Task details: Can you reproduce every one of the lines below word for word, with no changes?

Material to process:
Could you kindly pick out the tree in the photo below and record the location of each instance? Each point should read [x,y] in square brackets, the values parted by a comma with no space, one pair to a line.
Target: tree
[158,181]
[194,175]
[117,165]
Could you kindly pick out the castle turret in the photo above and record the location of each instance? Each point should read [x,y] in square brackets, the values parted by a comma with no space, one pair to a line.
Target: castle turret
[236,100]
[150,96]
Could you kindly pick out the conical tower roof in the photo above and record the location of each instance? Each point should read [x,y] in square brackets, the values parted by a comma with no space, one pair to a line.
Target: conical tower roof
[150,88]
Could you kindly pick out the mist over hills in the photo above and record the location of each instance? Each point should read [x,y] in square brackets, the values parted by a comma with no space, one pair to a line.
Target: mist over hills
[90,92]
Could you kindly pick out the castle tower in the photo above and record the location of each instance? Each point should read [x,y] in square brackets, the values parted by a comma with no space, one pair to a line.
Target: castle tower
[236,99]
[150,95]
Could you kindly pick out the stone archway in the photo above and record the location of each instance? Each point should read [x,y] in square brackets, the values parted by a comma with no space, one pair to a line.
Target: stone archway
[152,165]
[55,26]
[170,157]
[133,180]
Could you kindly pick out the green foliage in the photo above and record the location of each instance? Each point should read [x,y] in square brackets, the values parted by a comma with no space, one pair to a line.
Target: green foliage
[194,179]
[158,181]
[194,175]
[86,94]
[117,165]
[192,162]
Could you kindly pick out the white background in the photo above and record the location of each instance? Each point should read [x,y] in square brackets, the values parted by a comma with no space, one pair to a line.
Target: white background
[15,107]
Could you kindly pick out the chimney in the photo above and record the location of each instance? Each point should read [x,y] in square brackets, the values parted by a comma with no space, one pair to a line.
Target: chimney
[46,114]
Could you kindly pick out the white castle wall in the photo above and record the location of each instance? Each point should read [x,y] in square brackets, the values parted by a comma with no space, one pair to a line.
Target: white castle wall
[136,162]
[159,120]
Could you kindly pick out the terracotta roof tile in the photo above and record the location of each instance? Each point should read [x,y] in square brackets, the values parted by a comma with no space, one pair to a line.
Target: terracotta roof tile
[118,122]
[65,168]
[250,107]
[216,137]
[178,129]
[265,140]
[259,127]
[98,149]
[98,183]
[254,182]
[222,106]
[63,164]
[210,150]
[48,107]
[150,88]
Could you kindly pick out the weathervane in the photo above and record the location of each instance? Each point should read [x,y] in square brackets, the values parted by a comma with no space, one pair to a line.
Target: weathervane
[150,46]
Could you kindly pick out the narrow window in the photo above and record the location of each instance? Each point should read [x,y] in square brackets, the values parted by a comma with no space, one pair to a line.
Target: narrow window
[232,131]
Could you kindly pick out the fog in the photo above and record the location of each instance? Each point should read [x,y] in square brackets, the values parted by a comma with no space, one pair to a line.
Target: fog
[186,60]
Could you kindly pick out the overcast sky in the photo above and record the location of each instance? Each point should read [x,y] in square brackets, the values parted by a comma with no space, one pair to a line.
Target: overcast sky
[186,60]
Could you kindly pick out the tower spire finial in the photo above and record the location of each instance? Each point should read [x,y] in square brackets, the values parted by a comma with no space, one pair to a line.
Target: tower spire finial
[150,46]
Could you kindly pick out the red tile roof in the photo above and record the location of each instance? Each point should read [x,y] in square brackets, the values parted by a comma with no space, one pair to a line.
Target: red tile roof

Exercise response:
Could you kindly pick out the tree in the photo below and record the location of each instance? Each point should read [x,y] in square brackets, the values parted by a comma with no space, one pair to a line.
Target: tree
[158,181]
[194,175]
[117,165]
Could you kindly pick out the castle turret in the photo above and record the location of each instance? Each point should read [x,y] in square brackets, the values parted by a comma with no space, one pair to a line.
Target: castle turret
[236,100]
[150,96]
Could you kindly pick out the conical tower roof in the photo above and record the location of each instance? Each point should read [x,y] in square brackets, the values parted by a comma with no space, one pair to a line.
Target: conical tower roof
[150,88]
Could you kindly pick out the mist over hills in the photo above and record the location of each instance? Each point should read [x,y] in square brackets, the values parted by a comma with no space, one pair to a line.
Target: mist over hills
[90,92]
Could you kindly pick out the castle tower in the photo above and record the location of each instance? Each point should read [x,y] in square brackets, the values parted by a comma with no space, one pair to a line.
Target: castle tower
[236,99]
[150,95]
Could you kindly pick out the stone archway in the photo above and record the location of each instance? Each point should read [x,y] in square brackets, the values parted by a comma with no space, one pair to a line.
Target: stone archway
[152,165]
[55,26]
[170,157]
[133,180]
Could you kindly pick out the green foliage in the photo above and record the location of each instance? Each point should read [x,y] in square brackets, the values parted by a comma with no space, one pair to a line.
Target: green foliage
[194,179]
[158,181]
[194,175]
[86,94]
[117,165]
[192,162]
Could you kindly pick out the white background in the photo above and record the location of each instance? Each point should read [x,y] in square brackets, the values parted by a comma with no space, one pair to a line.
Target: white background
[15,107]
Could you kindly pick out the chimney in the photo above and record the location of each instance? Each point should read [x,y] in square brackets, the values parted by a comma with no space, one pair to a line.
Target: chimney
[46,114]
Could you kindly pick out the white castle wall in the photo above and record the location of each instance? Each point should read [x,y] in square brackets, the values parted by a comma with no space, one pair to a line.
Target: white castle wall
[136,162]
[159,120]
Could you kindly pick out the terracotta roof tile in the photo above and record the location of each instance? Each point should read [x,y] in square brackets, the values parted by a comma with no space, one pair to a line.
Target: terracotta roof tile
[118,122]
[65,168]
[250,107]
[216,137]
[178,129]
[265,140]
[259,127]
[98,149]
[98,183]
[254,182]
[222,106]
[63,164]
[210,150]
[48,107]
[150,88]
Could you kindly pick out the weathervane in the photo above and record the location of each instance? Each point should read [x,y] in square brackets, the values parted by a comma with no space, one pair to a line.
Target: weathervane
[150,46]
Could you kindly pick out the narrow window in the photo above and record the location of each instance? Each point should read [x,y] in square brackets, the values parted by a comma with no space, one pair to a line.
Target: narrow window
[232,131]
Could you kindly pick out the fog in the photo above and record the location of each instance? Each point should read [x,y] in square brackets, the values parted by a comma with no space, one pair to a line.
Target: fog
[186,60]
Could you kindly pick out the overcast sky in the photo above and record the location of each instance? Each point should read [x,y] in square brackets, the values parted by a comma with no space, one pair to a line.
Target: overcast sky
[186,60]
Could you kindly pick out the tower spire finial in the photo above and record the location of each instance? Each point should read [x,y] in square brackets, the values parted by a comma with no space, one pair to a line.
Target: tower spire finial
[150,46]
Could you kindly pick out the red tile roof in the photo above and record the location of each instance? Each point should read [x,y] in square brackets, the values parted by a comma with no space, one pair to a line.
Target: red tile roof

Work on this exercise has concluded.